*PROVIDED TEXT*
━━━━
Wednesday, 18 July 2007

Ceann Cropaig

Had another addition to my Recipe Book journal:

Ceann Cropaig

Ingredients

1 medium / large cod
Cod is not easily available these days; 2 small haddocks or ling will do as well
liver of the same fish, chopped finely
enough fine oatmeal to make a binding mixture
rough salt to taste  

Required utensils
one large pan
a pudding bowl
grease proof paper / aluminium foil
string  

Method
Clean the head of the cod
Stuff the mixture of liver, oatmeal and rough salt into the head.
━━━━
*SUPPLIED DATA*
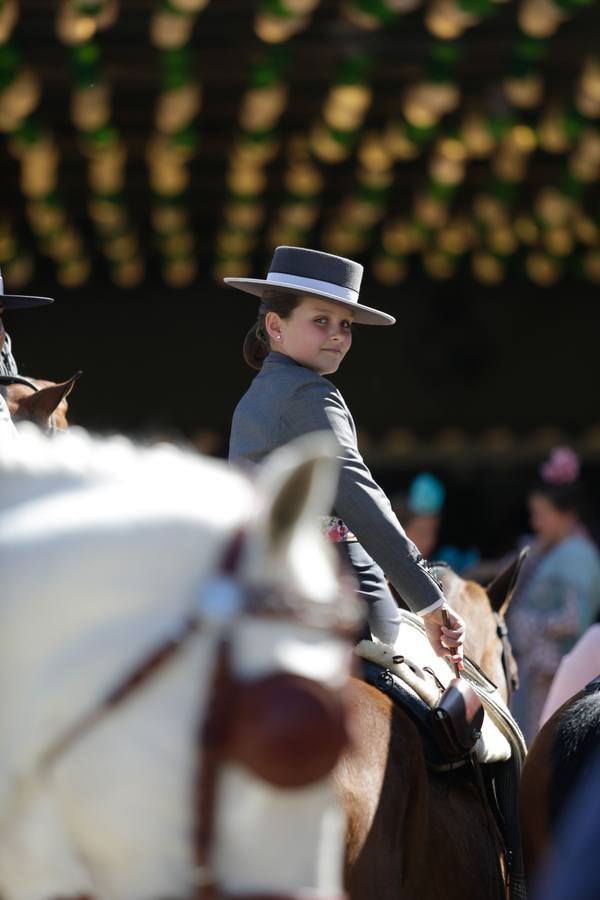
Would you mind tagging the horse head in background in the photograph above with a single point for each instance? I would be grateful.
(562, 753)
(41, 402)
(173, 659)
━━━━
*REQUIRED TASKS*
• 1. Answer the following from the Ceann Cropaig recipe.
(a) What fish does the recipe suggest using if cod is not available?
(b) Which part of the fish is chopped finely?
(c) What is the first step of the method?
• 2. Reproduce the portion of the Ceann Cropaig recipe that opens with the words "Required utensils" and closes with "into the head.".

*RESULTS FOR THE EXERCISE*
• 1.
(a) 2 small haddocks or ling
(b) The liver
(c) Clean the head of the cod

• 2.
Required utensils
one large pan
a pudding bowl
grease proof paper / aluminium foil
string  

Method
Clean the head of the cod
Stuff the mixture of liver, oatmeal and rough salt into the head.